# Excerpted text:
***
I know that Visual Studio 2005 has problems with Vista and Microsoft put out
a Service Patch for it, and for the most part, VS2005 works on Vista but
there are a bunch of issues. Since VB6 isn't their "hot baby" any more, I
would be very careful to put your eggs all in one basket. Is there some
compelling reason to jump to Vista right now? I would wait until they have
Vista more stable, maybe a few patches come out and then see what happens.

I can't think of any compelling reason to switch to Vista...ever
except until Microsoft *forces* me to by releasing a new version of
visual studio that only works under Vista...like they did with VS2003
and XP. And even then I will fight it until the last moment....

I don't see a single thing that Vista has that makes it better than
XP. I just see a lot of useless and unecessary and annoying things
that I can do without...and I personally find the attempts to force
users to switch to vista to be the most ridiculous thing ever (such as
DX10 being Vista only).

I was already very annoyed when MS decided to ditch MDX2.0, now I am
reasonably pissed off enough to ditch DirectX support from my
applications and switch to OpenGL.

I could go on and on and on....

I used to be a major microsoft supporter but lately...I feel I am
being kicked squarely in the nuts by them almost on a daily basis and
I for one am getting tired of it...

--
Stephan
2003 Yamaha R6

kimi no koto omoidasu hi nante nai no wa
kimi no koto wasureta toki ga nai kara
 
I tell everyone who ask me my opinion about vista, is that I like it, it is
great, and very stable. If you buy a new PC, definatly get it on there, but
I recommend that if you have XP on your current machine and are thinking
about upgrading, I personally would stick with XP. XP is a fine OS and there
is no reason to abandon it!
 
Bryan,

As you stated, XP is fine but XP is not Vista.

If a person desires enhancing XP for the sole purpose for having the most
secure state-of-the-art OS as Vista, rapidly that person will begin using
Vista, now, not later.
 
Stephan,

More than compelling reasons to jump to Vista right now !!!

Do you have personal knowledge of *any* OS within the market place (other
than Microsoft) that offers an application as Vista's BitLocker?
***
# Material provided:

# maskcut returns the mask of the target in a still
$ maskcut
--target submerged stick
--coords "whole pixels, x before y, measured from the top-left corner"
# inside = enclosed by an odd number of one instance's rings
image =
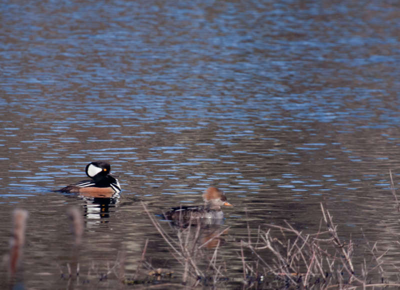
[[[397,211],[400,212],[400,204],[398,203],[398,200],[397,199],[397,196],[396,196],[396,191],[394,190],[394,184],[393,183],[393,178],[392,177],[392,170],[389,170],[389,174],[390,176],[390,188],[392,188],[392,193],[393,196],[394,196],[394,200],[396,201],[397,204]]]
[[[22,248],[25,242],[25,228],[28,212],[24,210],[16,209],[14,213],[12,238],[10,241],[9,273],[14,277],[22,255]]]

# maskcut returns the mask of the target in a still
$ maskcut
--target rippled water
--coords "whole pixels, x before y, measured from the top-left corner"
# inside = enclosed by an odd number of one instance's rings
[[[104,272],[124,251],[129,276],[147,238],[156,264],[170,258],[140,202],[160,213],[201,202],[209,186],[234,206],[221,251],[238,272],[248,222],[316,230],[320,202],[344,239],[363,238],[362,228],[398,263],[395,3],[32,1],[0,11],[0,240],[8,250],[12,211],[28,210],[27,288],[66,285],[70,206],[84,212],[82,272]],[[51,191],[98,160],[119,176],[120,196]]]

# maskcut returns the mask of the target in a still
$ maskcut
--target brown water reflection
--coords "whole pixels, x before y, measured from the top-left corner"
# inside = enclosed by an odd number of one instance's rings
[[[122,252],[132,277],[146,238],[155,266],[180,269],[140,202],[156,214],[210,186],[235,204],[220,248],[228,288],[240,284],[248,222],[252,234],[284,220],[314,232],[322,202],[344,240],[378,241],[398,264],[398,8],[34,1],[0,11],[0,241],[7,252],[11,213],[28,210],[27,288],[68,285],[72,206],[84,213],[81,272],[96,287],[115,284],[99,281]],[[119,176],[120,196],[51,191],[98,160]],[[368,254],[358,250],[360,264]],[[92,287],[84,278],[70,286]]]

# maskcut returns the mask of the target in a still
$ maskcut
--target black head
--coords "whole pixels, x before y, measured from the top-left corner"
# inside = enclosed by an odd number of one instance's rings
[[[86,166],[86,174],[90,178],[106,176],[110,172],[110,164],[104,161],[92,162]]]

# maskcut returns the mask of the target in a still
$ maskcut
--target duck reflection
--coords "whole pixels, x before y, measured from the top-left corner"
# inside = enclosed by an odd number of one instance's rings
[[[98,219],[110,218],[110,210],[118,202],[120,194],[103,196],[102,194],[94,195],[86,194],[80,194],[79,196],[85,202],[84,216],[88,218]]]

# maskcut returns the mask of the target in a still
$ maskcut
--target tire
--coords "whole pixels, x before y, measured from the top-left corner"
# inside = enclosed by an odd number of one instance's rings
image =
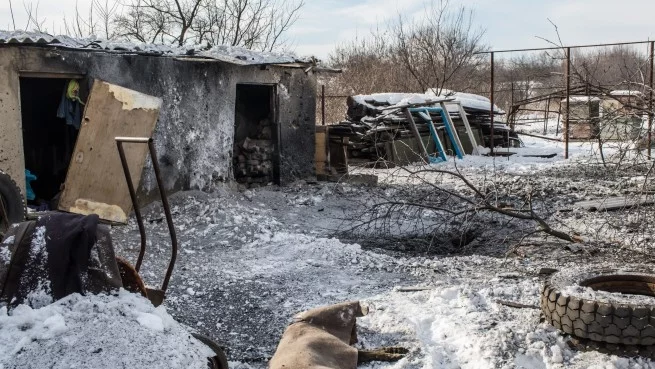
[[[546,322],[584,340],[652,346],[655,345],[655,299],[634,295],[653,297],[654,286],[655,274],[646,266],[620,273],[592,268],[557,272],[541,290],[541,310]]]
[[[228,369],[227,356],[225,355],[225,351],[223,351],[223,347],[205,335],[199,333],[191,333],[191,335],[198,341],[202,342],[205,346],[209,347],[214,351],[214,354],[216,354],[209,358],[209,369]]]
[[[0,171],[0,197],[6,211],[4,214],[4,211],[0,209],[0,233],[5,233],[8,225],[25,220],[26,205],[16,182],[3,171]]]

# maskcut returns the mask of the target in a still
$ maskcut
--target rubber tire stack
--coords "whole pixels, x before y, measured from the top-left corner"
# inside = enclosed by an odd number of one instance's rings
***
# Task objective:
In the Vista discussion thread, which graphics API does the poster who signs as Stephan consider switching to after dropping DirectX support?

# Task response:
OpenGL.